==== PASSAGE

Prasad has blamed the hospital's billing system for lost revenue, but the company behind that billing system has strongly denied their platform is to blame.
Last week, Prasad said some outpatient services at the hospital were resuming. The news was met by skepticism from former physicians who worked at the facility and talked to the I-Team.
Prasad said, "While Mr. Patlola files lawsuits, West Suburban Medical Center is treating patients. The hospital has resumed outpatient services, staff are returning from furlough, and the focus is to achieve full operations by July."
The Chicago Medical Society, which represents doctors and other staff for West Suburban, tells the I-Team the hospital's history of closures can be traced back to private, for-profit companies owning the facility and that it should be converted into a non-profit ownership for the community it serves.
When West Suburban Medical Center opened in 1914, it operated as an independent nonprofit hospital for 82 years before it was acquired by the Loyola University Health System in 1996 and then sold again a few years later. Since then, it has had five private owners including Resilience Healthcare.
Doctors who served the community at West Suburban say this is the right time to make a change in how the hospital operates.
"We don't want to go down the same path again, where there's no transparency, where all the physicians know things are deteriorating, and the physicians have no say," Dr. Vishnu Chundi told the I-Team.
Chundi is a former infectious disease physician at West Suburban and is now the co-chair of Chicago Medical Society's hospital task force to reopen and restore care.
"We certainly would like to have community involvement, physician involvement, nurse involvement in this," Chundi said. "So it truly brings back trust."
Patlola is asking a judge to appoint a neutral third-party health care receiver to "assume operational control of the hospital," and "oversee the selection of a qualified, independent hospital operator" who will "work in coordination with state regulators and local stakeholders to resume clinical services."
Patlola's plan to try and appoint a health care receiver and evict the current management was first discussed months prior after the I-Team learned back in February, he met with state officials and former hospital executives to discuss the CEO's ouster in a secret meeting.
State records show facility in distress
Prior to closing, Illinois Department of Public Health inspection reports reviewed by the I-Team show regulators had found many deficiencies in care.
In the latest Illinois Department of Public Health inspection report from March 6, 2026, inspectors cited serious issues with physician staffing, detailing delays in care that "has the likelihood of causing serious harm to any critically ill patients in the ICU."

========

QUESTIONS
a – In the West Suburban passage, change "physicians" to "doctors" and give the span from "Doctors who served" to "told the I-Team." with that substitution.
b – According to the West Suburban passage, why does the Chicago Medical Society think the hospital should move to non-profit ownership?
The listing comes from a separate source.

==== PROVIDED RECORDS

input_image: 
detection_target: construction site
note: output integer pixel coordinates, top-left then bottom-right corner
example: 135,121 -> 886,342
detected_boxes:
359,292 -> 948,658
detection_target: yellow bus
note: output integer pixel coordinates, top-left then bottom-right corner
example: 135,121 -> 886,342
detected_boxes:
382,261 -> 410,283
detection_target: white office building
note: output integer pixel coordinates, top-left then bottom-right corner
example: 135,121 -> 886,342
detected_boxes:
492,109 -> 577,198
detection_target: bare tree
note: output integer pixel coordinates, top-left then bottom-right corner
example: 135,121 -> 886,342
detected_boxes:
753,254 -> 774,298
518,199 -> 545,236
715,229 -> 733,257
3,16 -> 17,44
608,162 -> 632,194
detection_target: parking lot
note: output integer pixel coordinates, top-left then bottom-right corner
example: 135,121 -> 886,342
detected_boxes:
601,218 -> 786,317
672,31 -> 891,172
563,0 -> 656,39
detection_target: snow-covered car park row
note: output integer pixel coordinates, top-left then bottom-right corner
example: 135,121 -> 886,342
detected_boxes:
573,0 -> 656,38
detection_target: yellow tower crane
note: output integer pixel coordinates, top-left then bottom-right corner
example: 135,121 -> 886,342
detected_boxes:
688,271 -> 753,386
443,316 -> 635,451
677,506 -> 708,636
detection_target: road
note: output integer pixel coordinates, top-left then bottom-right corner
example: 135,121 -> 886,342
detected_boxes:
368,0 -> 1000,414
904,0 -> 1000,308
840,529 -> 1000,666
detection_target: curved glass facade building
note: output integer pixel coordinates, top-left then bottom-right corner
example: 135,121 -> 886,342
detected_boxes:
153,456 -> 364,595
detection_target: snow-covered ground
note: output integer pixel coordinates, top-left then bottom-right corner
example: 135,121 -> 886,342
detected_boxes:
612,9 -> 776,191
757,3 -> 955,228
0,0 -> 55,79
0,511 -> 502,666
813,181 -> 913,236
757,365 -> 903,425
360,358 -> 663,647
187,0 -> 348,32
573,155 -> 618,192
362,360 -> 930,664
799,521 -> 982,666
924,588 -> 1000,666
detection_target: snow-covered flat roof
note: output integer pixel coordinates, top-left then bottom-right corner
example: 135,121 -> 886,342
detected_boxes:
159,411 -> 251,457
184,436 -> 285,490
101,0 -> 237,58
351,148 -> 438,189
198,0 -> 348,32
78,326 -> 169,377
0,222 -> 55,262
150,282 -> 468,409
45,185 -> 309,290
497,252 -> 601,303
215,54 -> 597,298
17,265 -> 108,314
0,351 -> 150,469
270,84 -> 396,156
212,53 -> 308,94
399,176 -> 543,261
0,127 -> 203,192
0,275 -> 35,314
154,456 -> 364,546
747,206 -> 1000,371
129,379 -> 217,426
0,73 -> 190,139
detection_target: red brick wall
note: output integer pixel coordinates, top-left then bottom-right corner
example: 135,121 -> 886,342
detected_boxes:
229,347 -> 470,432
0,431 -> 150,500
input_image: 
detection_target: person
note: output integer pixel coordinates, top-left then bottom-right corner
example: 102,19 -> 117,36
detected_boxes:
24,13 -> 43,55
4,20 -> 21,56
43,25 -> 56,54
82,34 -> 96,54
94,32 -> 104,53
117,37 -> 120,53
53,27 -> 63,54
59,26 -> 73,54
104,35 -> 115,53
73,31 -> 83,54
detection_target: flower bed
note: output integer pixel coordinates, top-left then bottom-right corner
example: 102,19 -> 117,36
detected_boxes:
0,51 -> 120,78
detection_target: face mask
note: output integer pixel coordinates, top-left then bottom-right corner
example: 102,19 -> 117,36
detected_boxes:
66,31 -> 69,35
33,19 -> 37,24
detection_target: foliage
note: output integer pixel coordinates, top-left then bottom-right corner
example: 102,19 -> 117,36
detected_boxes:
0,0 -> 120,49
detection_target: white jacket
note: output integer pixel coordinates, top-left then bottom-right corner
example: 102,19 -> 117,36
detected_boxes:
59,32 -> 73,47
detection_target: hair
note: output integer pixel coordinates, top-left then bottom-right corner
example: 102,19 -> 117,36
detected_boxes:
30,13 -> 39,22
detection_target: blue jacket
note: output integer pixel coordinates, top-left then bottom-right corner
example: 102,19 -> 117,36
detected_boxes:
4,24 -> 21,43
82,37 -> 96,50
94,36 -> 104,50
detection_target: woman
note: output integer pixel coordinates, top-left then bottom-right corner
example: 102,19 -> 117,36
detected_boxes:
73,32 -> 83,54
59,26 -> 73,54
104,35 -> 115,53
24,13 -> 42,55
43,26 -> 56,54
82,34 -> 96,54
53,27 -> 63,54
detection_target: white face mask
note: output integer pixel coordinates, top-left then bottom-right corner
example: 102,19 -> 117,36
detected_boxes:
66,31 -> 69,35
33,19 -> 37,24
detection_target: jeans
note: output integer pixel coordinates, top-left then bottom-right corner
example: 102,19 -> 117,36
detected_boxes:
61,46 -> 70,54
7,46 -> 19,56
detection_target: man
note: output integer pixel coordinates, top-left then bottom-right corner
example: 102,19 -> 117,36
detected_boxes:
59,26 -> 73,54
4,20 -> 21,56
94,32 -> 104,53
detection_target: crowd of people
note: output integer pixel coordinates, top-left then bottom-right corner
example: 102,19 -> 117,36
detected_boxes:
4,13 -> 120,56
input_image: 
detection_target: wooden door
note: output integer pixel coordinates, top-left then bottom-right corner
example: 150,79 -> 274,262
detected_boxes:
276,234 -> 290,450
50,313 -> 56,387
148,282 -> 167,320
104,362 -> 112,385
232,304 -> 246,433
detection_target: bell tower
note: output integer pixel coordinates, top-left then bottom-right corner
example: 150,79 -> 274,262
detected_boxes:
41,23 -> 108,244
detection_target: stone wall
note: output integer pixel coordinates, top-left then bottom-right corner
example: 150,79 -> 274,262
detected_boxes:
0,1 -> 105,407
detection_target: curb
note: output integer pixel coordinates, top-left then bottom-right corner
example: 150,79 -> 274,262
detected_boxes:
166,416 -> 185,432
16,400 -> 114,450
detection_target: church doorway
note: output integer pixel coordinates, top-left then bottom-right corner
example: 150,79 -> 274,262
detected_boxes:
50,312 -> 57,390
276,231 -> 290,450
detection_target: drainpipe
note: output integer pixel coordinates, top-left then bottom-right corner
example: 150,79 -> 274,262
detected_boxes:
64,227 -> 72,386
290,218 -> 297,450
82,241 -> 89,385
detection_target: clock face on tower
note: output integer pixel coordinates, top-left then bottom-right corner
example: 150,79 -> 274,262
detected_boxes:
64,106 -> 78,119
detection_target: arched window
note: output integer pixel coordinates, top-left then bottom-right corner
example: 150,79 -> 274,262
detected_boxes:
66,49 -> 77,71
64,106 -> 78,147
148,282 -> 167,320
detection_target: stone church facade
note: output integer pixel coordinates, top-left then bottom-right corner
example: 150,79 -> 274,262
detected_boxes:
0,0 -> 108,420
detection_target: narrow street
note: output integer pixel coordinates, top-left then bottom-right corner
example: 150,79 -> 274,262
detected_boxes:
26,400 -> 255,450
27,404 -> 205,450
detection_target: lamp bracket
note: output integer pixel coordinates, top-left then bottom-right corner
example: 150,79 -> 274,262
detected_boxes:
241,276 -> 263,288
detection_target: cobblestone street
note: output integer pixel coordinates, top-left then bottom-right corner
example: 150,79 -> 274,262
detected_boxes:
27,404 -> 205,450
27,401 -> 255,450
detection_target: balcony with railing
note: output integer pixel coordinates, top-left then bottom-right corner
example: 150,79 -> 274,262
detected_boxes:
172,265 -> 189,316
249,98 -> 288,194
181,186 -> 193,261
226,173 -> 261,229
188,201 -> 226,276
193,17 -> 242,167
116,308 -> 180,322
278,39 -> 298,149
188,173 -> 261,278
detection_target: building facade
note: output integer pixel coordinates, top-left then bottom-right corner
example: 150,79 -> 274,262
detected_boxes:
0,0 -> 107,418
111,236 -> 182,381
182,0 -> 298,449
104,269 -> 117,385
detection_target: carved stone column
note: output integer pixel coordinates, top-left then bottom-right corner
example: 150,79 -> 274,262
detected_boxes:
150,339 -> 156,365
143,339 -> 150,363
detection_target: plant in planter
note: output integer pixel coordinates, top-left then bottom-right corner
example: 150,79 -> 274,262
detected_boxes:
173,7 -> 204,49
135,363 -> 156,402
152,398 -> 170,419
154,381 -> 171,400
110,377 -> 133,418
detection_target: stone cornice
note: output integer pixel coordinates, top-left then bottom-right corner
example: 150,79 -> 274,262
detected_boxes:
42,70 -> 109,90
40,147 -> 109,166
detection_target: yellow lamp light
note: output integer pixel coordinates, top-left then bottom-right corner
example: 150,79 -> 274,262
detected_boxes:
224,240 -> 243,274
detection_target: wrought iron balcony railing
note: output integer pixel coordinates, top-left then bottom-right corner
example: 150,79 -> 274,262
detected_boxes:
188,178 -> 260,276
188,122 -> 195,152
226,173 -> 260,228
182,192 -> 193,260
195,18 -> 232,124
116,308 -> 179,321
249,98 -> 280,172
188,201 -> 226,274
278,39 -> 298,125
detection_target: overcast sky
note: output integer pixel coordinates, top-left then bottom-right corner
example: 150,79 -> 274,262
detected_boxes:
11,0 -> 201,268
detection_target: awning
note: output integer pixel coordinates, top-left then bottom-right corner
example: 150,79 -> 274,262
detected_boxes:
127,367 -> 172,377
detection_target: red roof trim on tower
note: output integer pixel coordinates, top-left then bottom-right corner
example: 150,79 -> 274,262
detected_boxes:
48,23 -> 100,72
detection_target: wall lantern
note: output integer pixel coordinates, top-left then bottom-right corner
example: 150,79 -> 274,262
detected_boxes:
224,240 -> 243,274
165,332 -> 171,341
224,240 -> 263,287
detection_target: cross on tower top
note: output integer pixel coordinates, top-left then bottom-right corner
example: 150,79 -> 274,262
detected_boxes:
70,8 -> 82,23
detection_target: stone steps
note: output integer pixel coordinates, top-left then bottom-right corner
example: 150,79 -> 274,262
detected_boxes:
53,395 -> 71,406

========

ANSWERS BY TASK
a –
Doctors who served the community at West Suburban say this is the right time to make a change in how the hospital operates.
"We don't want to go down the same path again, where there's no transparency, where all the doctors know things are deteriorating, and the doctors have no say," Dr. Vishnu Chundi told the I-Team.

b – The Chicago Medical Society traces the hospital's history of closures to its ownership by private, for-profit companies. For that reason, it says the facility should be converted to non-profit ownership for the community it serves.